----- Passage shown -----

27. As regards contingency mentioned at (i) above, Rule 31 provides that if a petitioner for grant of probate or Letters of Administration, for three months from the date of admission of the petition, neglects to proceed with the petition, then the Registrar shall give notice in writing of his default to the Administrator General, who may then apply to the Court for an order that the petition be dismissed and that he may be at liberty to apply for a grant of Letters of Administration. It is further provided in the said Rule 31 that if no further steps are taken in the matter, then the petition may be listed before the Court for dismissal and the Court may thereupon make such order as it thinks fit.
28. As regards contingency mentioned at (ii) above, Rule 31 provides that if a petitioner for grant of probate or Letters of Administration for three months from the date of the order for grant neglects to give the required security or otherwise to proceed with the application, or to take out the grant, then the Registrar shall give notice in writing of his default to the Administrator General, who may then apply to the Court for an order that the petition be dismissed and that he may he at liberty to apply for a grant of Letters of Administration. It is further provided that if no further steps are taken in the matter, then the petition may be listed before the Court for dismissal and the Court may thereupon make such order as it thinks fit.
29. A combined reading of Rules 9, 26, 30 and 31 of the 1952 Rules shows that after an order for grant of probate or Letters of Administration is made by the Court, the petitioner has to take prompt steps for the deposit of Court fee so that within three months from the date of the order of the grant, the petitioner may be able to give the required security, proceed with the application, and take out the grant as required in Rule 31 of Chapter XXX of the 1952 Rules.
30. This conclusion will be in consonance with the requirements of Section 317 of the Indian Succession Act, 1925 read with Rule 34 of the 1952 Rules, which require the executor or administrator to exhibit inventory within six months from the grant of probate or letters of administration, and similarly, to exhibit on account of the estate within one year from the grant. The said periods may be respectively extended by the Court. Section 317 of the Indian Succession Act, 1925 and Rule 34 of the 1952 Rules are quoted below :
"317. Inventory and account.-- (1) An executor or administrator shall, within six months from the grant of probate or letters of administration, or within such further time as the Court which granted the probate or letters may appoint, exhibit in that Court an inventory containing a full and true estimate of all the property in possession, and all the credits, and also all the debts owing by any person to which the executor or administrator is entitled in that character; and shall in like manner, within one year from the grant or within such further time as the said Court may appoint, exhibit an account of the estate, showing the assets which have come to his hands and the manner in which they have been applied or disposed of.

----- Information provided -----

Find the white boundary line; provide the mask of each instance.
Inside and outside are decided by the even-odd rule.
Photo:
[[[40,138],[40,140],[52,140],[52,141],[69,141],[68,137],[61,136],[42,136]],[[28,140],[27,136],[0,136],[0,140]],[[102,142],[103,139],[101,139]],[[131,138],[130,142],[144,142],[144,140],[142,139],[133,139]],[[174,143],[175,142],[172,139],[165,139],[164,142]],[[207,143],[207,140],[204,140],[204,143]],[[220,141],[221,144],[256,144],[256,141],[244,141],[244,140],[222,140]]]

-----

● Task to complete
Copy the passage on probate rules between "29. A combined" and "the 1952 Rules.", inclusive, changing "prompt steps" to "timely steps".

● Solution to this problem
29. A combined reading of Rules 9, 26, 30 and 31 of the 1952 Rules shows that after an order for grant of probate or Letters of Administration is made by the Court, the petitioner has to take timely steps for the deposit of Court fee so that within three months from the date of the order of the grant, the petitioner may be able to give the required security, proceed with the application, and take out the grant as required in Rule 31 of Chapter XXX of the 1952 Rules.